## Выбранный текст
-------------------------
Если взять ситуацию во Франции в 1789, то там был мощный процесс деструкции, разрушения существовавших социальных миров и установления в качестве социального эталона и меры мира третьего сословия, то есть третье сословие взяло на себя функции замещения всего человечества. Иначе говоря, идентичность бюргерского сословия выдвинула жестко и безапелляционно притязания на роль идентичности «человека вообще». Но надо признать, что это было очень мощным и интенсивным событием, которое радикально трансформировало всю социальную топологию и ввело новые социально-экзистенциальные стратегии, базирующиеся на «естественности» прав и предикатов индивида. Необычайная интенсивности во многом была связана с тем, что предикаты мира (в данном случае социального) автоматически становились предикатами индивида, благодаря чему индивид обретал весьма существенный выигрыш, — он оказывался в ситуации соразмерности с миром, в ситуации неотъемлемой и неразрывной связанности с ним. Но «гражданское общество», «общество граждан», конституированное принципом «бытия-с» [Mitsein], «бытия-с другим» [Miteinandersein], которое в пределе отливаются в форме «бытие-для-Другого», то есть как «народ», «масса», или, как писал М. Хайдеггер, «das Man», — безликое, анонимное «Оно».

«Масса» всегда учреждается и воспроизводится в массовых сериях в различных зонах, культурных, политических, экономических, дискурсивных и т.п. Своего рода красивым симптомом подобной сериальной массификации была «революционная гильотина». Людовик XVI в свое время отверг проект доктора Гийо. Казней вообще было очень мало, а потому постановки на «промышленную», серийную основу просто не требовалось, — не было спроса. Характерно, что гильотина не требует профессионализма, а королевские палачи — это была особая корпорация. Навыки палача передавались от отца к сыну. Отрубить голову — это великий талант, я уж не говорю о казнях. Одна из последних серьезных казней была связана с попыткой регицида Людовика XV (1757 г.), предпринятой Робером-Франсуа Дамьеном. В сумме казней было назначено пять. Вы понимаете, если бы палачу не удалось исполнить хотя бы одну из назначенных казней, то он подвергся бы остракизму со стороны зрителей. Но когда пришла Французская революция, тогда встал вопрос о серийном производстве смерти в отношении к «массовому» преступнику, «врагу общества», «врагу народа».

В обоих случаях, и американском, и французском, конституирование национальной идентичности происходило в пределах «гражданского» прочтения нации, как эквивалента «общества», «народа». Но уже в начале первого десятилетия XIX века, может быть, несколько раньше, начался новый процесс — этнизация нации. Его знаком стали «Речи к немецкой нации» Фихте 2. Характерно, что Фихте говорит именно о «нации» [die Nation], а не о «народе» [das Volk]. «Речи…» являются концептуальной программой создания немецкой нации или нации в Германии, но уже на этнической основе. И здесь мы попадаем в ловушку: нация как гражданское состояние и нация как этнизированное образование для нас становятся неразличимыми, — в этом-то и проблема. Фихте был только началом. И уже в двадцатых годах XIX века этот процесс стал разворачиваться в общеевропейском масштабе.
-------------------------
## Сохранённые данные
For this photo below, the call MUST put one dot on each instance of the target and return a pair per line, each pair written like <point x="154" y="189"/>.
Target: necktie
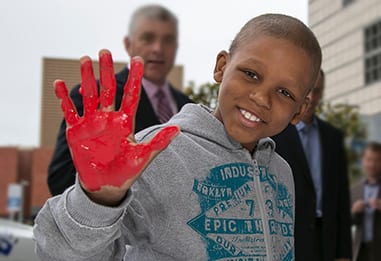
<point x="164" y="112"/>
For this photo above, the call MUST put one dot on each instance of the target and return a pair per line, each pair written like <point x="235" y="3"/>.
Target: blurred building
<point x="29" y="166"/>
<point x="349" y="32"/>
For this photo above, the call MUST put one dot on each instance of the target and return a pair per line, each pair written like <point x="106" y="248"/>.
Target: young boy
<point x="217" y="190"/>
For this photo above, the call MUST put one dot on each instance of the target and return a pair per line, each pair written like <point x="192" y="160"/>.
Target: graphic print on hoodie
<point x="237" y="190"/>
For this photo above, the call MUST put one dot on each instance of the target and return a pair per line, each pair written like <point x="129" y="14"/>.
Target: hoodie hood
<point x="198" y="120"/>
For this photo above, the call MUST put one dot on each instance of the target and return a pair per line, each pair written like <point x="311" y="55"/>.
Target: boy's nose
<point x="261" y="98"/>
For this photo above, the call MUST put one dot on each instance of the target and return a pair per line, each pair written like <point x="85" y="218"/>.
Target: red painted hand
<point x="102" y="143"/>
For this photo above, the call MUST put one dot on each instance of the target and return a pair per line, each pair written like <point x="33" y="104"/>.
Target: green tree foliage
<point x="343" y="116"/>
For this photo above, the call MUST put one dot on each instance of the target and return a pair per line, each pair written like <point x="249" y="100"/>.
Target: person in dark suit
<point x="316" y="154"/>
<point x="153" y="35"/>
<point x="366" y="206"/>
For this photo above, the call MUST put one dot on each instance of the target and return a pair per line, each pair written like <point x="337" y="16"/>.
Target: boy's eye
<point x="252" y="75"/>
<point x="286" y="93"/>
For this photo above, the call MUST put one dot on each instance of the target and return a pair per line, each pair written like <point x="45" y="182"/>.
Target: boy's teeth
<point x="249" y="116"/>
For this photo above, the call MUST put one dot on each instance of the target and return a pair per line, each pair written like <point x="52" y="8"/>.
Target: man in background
<point x="366" y="206"/>
<point x="316" y="154"/>
<point x="153" y="35"/>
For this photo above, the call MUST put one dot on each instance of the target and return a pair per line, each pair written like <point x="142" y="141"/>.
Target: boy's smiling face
<point x="263" y="87"/>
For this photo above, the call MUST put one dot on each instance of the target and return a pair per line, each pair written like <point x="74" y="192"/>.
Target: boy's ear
<point x="302" y="109"/>
<point x="221" y="61"/>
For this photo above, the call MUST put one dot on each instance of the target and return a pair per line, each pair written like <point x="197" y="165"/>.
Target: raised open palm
<point x="102" y="143"/>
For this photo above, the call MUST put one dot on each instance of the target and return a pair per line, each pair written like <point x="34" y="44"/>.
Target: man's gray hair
<point x="152" y="12"/>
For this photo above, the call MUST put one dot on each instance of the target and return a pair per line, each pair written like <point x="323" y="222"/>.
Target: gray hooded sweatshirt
<point x="204" y="197"/>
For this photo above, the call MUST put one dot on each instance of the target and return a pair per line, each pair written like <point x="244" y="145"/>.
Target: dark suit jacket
<point x="61" y="171"/>
<point x="357" y="192"/>
<point x="336" y="219"/>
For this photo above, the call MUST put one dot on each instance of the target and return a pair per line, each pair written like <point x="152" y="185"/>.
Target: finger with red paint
<point x="103" y="147"/>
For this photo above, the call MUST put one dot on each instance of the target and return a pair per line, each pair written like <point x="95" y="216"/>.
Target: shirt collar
<point x="150" y="88"/>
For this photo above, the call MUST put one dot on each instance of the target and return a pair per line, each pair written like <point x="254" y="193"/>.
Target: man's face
<point x="156" y="42"/>
<point x="263" y="88"/>
<point x="371" y="163"/>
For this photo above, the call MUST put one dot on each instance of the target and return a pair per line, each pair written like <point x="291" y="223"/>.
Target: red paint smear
<point x="101" y="152"/>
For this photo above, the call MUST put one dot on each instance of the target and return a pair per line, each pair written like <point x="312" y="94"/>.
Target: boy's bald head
<point x="283" y="27"/>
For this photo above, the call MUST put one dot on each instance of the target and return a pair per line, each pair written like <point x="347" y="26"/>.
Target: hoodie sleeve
<point x="72" y="227"/>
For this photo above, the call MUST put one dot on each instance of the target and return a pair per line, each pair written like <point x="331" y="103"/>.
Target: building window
<point x="372" y="42"/>
<point x="347" y="2"/>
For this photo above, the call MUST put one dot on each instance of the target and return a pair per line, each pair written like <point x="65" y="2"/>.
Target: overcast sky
<point x="33" y="29"/>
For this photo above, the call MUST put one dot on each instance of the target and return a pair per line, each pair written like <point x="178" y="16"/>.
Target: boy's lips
<point x="250" y="116"/>
<point x="159" y="62"/>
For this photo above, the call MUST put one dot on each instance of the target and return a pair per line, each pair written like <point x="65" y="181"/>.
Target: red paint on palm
<point x="101" y="141"/>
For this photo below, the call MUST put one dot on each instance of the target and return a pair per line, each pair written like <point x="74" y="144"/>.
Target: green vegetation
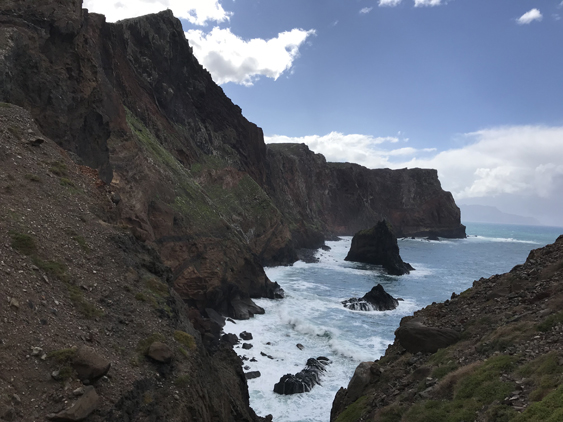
<point x="550" y="322"/>
<point x="550" y="409"/>
<point x="354" y="412"/>
<point x="53" y="268"/>
<point x="182" y="381"/>
<point x="185" y="339"/>
<point x="16" y="132"/>
<point x="144" y="344"/>
<point x="23" y="243"/>
<point x="474" y="387"/>
<point x="66" y="182"/>
<point x="58" y="168"/>
<point x="157" y="287"/>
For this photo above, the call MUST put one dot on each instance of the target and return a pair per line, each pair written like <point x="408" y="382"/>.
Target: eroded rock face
<point x="378" y="246"/>
<point x="417" y="337"/>
<point x="303" y="381"/>
<point x="377" y="299"/>
<point x="342" y="198"/>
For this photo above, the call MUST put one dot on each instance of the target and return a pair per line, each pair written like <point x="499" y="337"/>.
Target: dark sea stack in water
<point x="377" y="299"/>
<point x="303" y="381"/>
<point x="378" y="246"/>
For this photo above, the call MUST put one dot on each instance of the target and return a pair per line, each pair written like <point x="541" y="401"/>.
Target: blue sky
<point x="473" y="88"/>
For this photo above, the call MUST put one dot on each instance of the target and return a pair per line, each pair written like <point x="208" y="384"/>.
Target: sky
<point x="473" y="88"/>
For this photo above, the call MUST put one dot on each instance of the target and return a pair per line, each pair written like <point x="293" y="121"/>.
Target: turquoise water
<point x="312" y="315"/>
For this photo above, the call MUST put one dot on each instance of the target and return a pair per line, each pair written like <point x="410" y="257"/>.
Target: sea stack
<point x="378" y="246"/>
<point x="377" y="299"/>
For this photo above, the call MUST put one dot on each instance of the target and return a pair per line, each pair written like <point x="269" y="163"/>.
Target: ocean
<point x="312" y="315"/>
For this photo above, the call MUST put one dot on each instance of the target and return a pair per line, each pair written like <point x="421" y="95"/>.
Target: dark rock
<point x="252" y="375"/>
<point x="378" y="246"/>
<point x="214" y="316"/>
<point x="244" y="308"/>
<point x="303" y="381"/>
<point x="416" y="337"/>
<point x="89" y="364"/>
<point x="245" y="335"/>
<point x="307" y="255"/>
<point x="160" y="352"/>
<point x="230" y="338"/>
<point x="81" y="409"/>
<point x="377" y="299"/>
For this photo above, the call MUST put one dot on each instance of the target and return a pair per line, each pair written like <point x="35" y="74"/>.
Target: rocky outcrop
<point x="415" y="337"/>
<point x="490" y="353"/>
<point x="304" y="380"/>
<point x="378" y="246"/>
<point x="342" y="198"/>
<point x="377" y="299"/>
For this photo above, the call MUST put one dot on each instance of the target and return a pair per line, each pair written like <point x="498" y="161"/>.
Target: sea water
<point x="312" y="315"/>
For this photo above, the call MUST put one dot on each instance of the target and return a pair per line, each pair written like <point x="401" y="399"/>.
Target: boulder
<point x="81" y="409"/>
<point x="245" y="335"/>
<point x="378" y="246"/>
<point x="252" y="374"/>
<point x="89" y="364"/>
<point x="160" y="352"/>
<point x="244" y="308"/>
<point x="303" y="381"/>
<point x="377" y="299"/>
<point x="417" y="337"/>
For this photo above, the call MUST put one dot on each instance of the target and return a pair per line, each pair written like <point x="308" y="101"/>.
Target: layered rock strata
<point x="491" y="353"/>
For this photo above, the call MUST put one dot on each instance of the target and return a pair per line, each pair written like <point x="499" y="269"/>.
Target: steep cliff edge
<point x="343" y="198"/>
<point x="500" y="355"/>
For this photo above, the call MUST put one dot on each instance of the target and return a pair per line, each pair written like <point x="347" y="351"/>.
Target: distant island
<point x="489" y="214"/>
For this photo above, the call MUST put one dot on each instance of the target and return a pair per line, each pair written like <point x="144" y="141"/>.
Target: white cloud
<point x="198" y="12"/>
<point x="229" y="58"/>
<point x="529" y="17"/>
<point x="523" y="160"/>
<point x="419" y="3"/>
<point x="390" y="3"/>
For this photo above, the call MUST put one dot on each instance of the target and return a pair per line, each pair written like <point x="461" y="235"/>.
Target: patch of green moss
<point x="144" y="344"/>
<point x="550" y="409"/>
<point x="354" y="411"/>
<point x="550" y="322"/>
<point x="182" y="381"/>
<point x="52" y="268"/>
<point x="23" y="243"/>
<point x="185" y="339"/>
<point x="157" y="287"/>
<point x="442" y="371"/>
<point x="58" y="168"/>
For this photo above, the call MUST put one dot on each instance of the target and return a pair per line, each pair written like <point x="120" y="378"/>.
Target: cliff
<point x="505" y="363"/>
<point x="128" y="134"/>
<point x="343" y="198"/>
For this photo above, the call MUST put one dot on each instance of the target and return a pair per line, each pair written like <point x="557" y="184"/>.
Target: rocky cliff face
<point x="343" y="198"/>
<point x="492" y="353"/>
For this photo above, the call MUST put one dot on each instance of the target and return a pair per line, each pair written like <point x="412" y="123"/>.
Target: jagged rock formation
<point x="86" y="297"/>
<point x="378" y="246"/>
<point x="506" y="366"/>
<point x="303" y="381"/>
<point x="377" y="299"/>
<point x="342" y="198"/>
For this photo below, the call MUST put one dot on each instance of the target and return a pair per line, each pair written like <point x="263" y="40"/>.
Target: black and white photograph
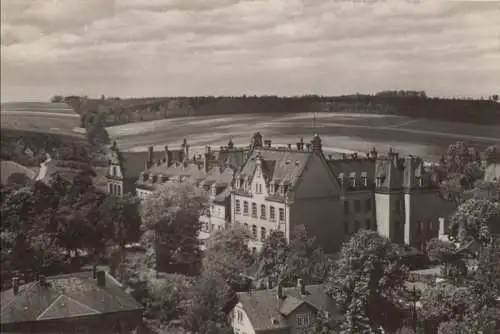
<point x="250" y="166"/>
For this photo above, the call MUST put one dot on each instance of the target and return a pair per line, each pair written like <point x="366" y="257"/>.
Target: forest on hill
<point x="115" y="111"/>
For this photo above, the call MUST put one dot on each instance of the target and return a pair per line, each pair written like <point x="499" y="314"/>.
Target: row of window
<point x="263" y="211"/>
<point x="357" y="226"/>
<point x="357" y="206"/>
<point x="115" y="189"/>
<point x="254" y="231"/>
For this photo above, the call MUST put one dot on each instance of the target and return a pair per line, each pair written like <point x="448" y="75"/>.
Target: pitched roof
<point x="8" y="168"/>
<point x="492" y="172"/>
<point x="65" y="296"/>
<point x="263" y="306"/>
<point x="282" y="166"/>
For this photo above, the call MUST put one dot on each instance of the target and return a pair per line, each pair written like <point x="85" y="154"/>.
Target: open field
<point x="340" y="132"/>
<point x="56" y="118"/>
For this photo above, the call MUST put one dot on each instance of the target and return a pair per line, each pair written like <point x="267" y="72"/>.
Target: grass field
<point x="340" y="132"/>
<point x="56" y="118"/>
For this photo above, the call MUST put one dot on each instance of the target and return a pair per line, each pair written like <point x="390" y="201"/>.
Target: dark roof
<point x="263" y="306"/>
<point x="282" y="166"/>
<point x="134" y="163"/>
<point x="65" y="296"/>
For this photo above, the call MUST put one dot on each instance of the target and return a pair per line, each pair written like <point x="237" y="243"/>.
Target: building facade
<point x="278" y="188"/>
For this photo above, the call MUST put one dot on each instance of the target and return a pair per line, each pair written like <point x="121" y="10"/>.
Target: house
<point x="124" y="168"/>
<point x="492" y="172"/>
<point x="84" y="302"/>
<point x="281" y="310"/>
<point x="278" y="188"/>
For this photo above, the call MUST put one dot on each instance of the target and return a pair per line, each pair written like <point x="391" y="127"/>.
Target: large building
<point x="279" y="188"/>
<point x="263" y="187"/>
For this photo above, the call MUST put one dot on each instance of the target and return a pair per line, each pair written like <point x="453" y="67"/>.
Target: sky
<point x="233" y="47"/>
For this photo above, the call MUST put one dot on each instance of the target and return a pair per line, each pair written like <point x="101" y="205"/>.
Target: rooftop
<point x="65" y="296"/>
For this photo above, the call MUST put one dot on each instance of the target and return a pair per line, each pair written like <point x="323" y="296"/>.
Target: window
<point x="282" y="214"/>
<point x="272" y="213"/>
<point x="368" y="223"/>
<point x="239" y="316"/>
<point x="303" y="320"/>
<point x="364" y="180"/>
<point x="245" y="208"/>
<point x="357" y="205"/>
<point x="368" y="205"/>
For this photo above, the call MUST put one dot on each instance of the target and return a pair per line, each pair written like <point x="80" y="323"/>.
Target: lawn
<point x="340" y="132"/>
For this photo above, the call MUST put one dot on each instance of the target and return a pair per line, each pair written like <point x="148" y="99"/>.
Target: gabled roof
<point x="263" y="306"/>
<point x="65" y="296"/>
<point x="283" y="166"/>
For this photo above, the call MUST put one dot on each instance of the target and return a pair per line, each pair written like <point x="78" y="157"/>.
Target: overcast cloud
<point x="230" y="47"/>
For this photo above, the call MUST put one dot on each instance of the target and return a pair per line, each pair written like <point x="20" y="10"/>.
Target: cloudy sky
<point x="233" y="47"/>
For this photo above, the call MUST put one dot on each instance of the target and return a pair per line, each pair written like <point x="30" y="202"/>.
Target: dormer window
<point x="364" y="180"/>
<point x="352" y="180"/>
<point x="420" y="182"/>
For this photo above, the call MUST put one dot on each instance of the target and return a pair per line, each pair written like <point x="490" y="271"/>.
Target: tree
<point x="305" y="259"/>
<point x="367" y="283"/>
<point x="476" y="219"/>
<point x="272" y="258"/>
<point x="446" y="253"/>
<point x="229" y="256"/>
<point x="170" y="218"/>
<point x="210" y="299"/>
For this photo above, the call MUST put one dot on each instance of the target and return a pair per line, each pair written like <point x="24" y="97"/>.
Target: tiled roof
<point x="354" y="167"/>
<point x="492" y="172"/>
<point x="65" y="296"/>
<point x="134" y="163"/>
<point x="262" y="306"/>
<point x="7" y="168"/>
<point x="283" y="166"/>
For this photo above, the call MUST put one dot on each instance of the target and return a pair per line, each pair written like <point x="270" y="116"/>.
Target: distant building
<point x="281" y="310"/>
<point x="85" y="302"/>
<point x="278" y="188"/>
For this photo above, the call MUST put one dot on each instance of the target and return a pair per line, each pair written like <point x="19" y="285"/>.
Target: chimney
<point x="150" y="154"/>
<point x="441" y="227"/>
<point x="280" y="292"/>
<point x="15" y="285"/>
<point x="167" y="156"/>
<point x="101" y="278"/>
<point x="301" y="287"/>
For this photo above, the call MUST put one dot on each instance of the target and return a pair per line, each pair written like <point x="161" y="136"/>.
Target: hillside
<point x="115" y="112"/>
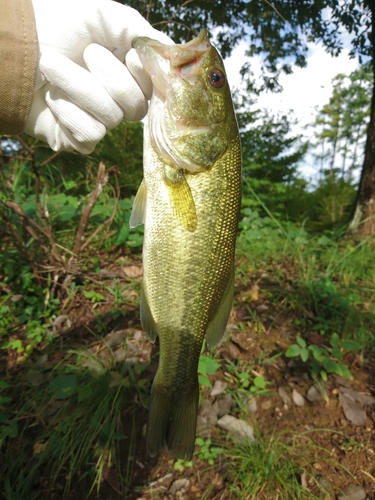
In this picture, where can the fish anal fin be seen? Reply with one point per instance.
(216, 327)
(147, 319)
(137, 217)
(181, 199)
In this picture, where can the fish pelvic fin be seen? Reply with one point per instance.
(172, 421)
(137, 216)
(181, 198)
(147, 319)
(216, 327)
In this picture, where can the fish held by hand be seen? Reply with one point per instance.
(189, 202)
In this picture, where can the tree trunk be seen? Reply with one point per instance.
(363, 216)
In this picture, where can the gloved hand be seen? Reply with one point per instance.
(83, 87)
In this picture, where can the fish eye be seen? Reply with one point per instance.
(216, 78)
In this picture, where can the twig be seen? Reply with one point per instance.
(101, 181)
(52, 157)
(27, 222)
(274, 8)
(108, 222)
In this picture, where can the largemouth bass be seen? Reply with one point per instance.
(189, 202)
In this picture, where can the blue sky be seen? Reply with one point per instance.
(305, 90)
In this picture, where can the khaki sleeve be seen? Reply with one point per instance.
(18, 56)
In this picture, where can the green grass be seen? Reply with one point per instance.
(70, 425)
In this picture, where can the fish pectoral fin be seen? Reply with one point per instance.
(216, 327)
(181, 199)
(147, 319)
(137, 217)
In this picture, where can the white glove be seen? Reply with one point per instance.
(83, 87)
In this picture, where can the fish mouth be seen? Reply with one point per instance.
(184, 58)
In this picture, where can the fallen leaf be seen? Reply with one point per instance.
(178, 485)
(218, 388)
(284, 396)
(313, 394)
(133, 271)
(209, 411)
(352, 410)
(298, 399)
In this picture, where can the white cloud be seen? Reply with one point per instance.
(305, 90)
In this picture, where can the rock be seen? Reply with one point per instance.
(225, 405)
(115, 338)
(298, 399)
(313, 394)
(237, 429)
(252, 406)
(209, 411)
(352, 409)
(353, 492)
(284, 396)
(178, 485)
(267, 404)
(218, 388)
(363, 399)
(119, 355)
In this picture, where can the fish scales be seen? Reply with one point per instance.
(190, 222)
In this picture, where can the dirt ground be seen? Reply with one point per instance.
(329, 450)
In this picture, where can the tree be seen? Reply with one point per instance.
(280, 32)
(341, 125)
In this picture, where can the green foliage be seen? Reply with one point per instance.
(270, 158)
(206, 451)
(207, 366)
(275, 470)
(81, 422)
(324, 360)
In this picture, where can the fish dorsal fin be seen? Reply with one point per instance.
(181, 198)
(147, 319)
(137, 217)
(216, 327)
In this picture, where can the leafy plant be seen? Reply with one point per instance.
(206, 451)
(207, 366)
(323, 360)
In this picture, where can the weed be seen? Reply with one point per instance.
(323, 360)
(206, 451)
(266, 469)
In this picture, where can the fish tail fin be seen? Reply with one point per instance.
(172, 421)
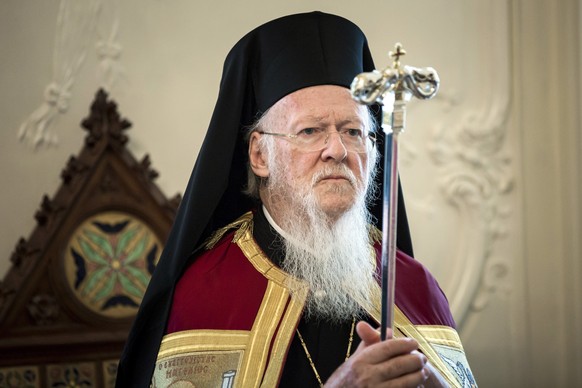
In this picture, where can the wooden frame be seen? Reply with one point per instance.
(68, 300)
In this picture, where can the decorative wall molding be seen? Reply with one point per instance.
(471, 169)
(78, 22)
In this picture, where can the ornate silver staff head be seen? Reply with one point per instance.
(393, 87)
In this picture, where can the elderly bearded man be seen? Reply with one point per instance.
(272, 298)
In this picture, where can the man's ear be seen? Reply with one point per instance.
(257, 158)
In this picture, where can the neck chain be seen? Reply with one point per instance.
(309, 355)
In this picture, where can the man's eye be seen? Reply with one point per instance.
(308, 132)
(353, 132)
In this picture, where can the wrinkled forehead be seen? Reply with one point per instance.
(325, 104)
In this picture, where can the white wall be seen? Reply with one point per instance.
(491, 167)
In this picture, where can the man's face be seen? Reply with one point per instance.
(335, 177)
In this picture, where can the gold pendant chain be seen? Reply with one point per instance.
(309, 355)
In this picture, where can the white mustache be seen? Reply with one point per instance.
(340, 170)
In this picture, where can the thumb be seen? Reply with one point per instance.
(368, 334)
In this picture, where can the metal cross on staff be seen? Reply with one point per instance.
(392, 88)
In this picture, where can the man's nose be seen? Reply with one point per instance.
(334, 147)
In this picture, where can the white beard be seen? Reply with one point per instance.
(333, 258)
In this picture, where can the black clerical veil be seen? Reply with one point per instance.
(275, 59)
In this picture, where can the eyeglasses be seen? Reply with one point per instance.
(315, 139)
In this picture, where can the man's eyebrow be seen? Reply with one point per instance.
(320, 119)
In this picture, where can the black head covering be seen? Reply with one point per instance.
(275, 59)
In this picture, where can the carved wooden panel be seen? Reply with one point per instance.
(68, 300)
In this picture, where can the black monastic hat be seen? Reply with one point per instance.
(275, 59)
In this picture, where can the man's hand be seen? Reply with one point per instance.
(390, 363)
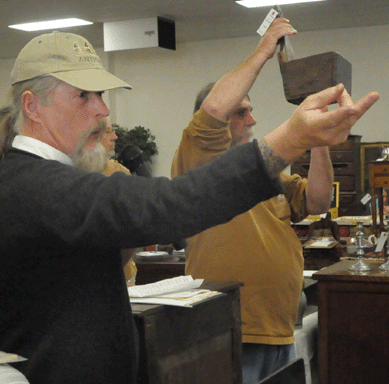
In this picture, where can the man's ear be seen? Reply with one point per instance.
(31, 105)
-------------------------
## Задания
(1) Кто, согласно тексту о нации и революции, в свое время отверг проект доктора Гийо?
(2) Продолжите текст о нации и революции, начав сразу после его последнего предложения.

## Ответы
(1) Людовик XVI.

(2)
Этнизация нации приводит к очень странным вещам, абсолютно нерациональными. Конечно же, нацию еще как-то можно рационализировать, можно как-то рационально объяснить. Более менее понятно, что значит принадлежать той или иной нации как гражданской нации, — есть правовая система, культурные и этатистские институции и прочее, то есть то, что располагается, по крайней мере, на поверхности, в рациональной и в то же время трансиндивидуальной размерности. Но этнизация инвестирует в учреждение нации радикально иной принцип, если воспользоваться термином Канта, то можно сказать, «чувство удовольствия и неудовольствия» или то, как еще говорит Кант, «чувство жизни», то, что располагается по ту сторону рациональности, сознания, то есть принципиально бессознательное.

Я обращаюсь к III Критике Канта как к концепции, которая дает возможность для достаточно оригинальной аналитики современной ситуации. Так, например, социологи создают опросники или занимаются анализировать свободные интервью. Что в основном их интересует, так это суждения респондентов. По Канту за этим стоит очень интересная вещь. — Эстетика у Канта берется в чисто античном смысле как «чувствование», aesthesis, то есть он отсылает к действительности ощущения мира, его чувствования, то есть значимо здесь не то, что чувствуется, а именно действительность чувствования. Весьма примечательно, что этнографы, определяя этничность, часто говорят о «чувстве», — чувстве принадлежности, чувстве солидарности, чувстве « своих» и « чужих» и т.п. Именно «чувство», а не сознание, не рациональность становятся осью, вокруг которой складываются конститутивные принципы этничности, выполняющие функцию институирования особого «жизненного чувства» как стилевую форму и общности, и идентичности индивида.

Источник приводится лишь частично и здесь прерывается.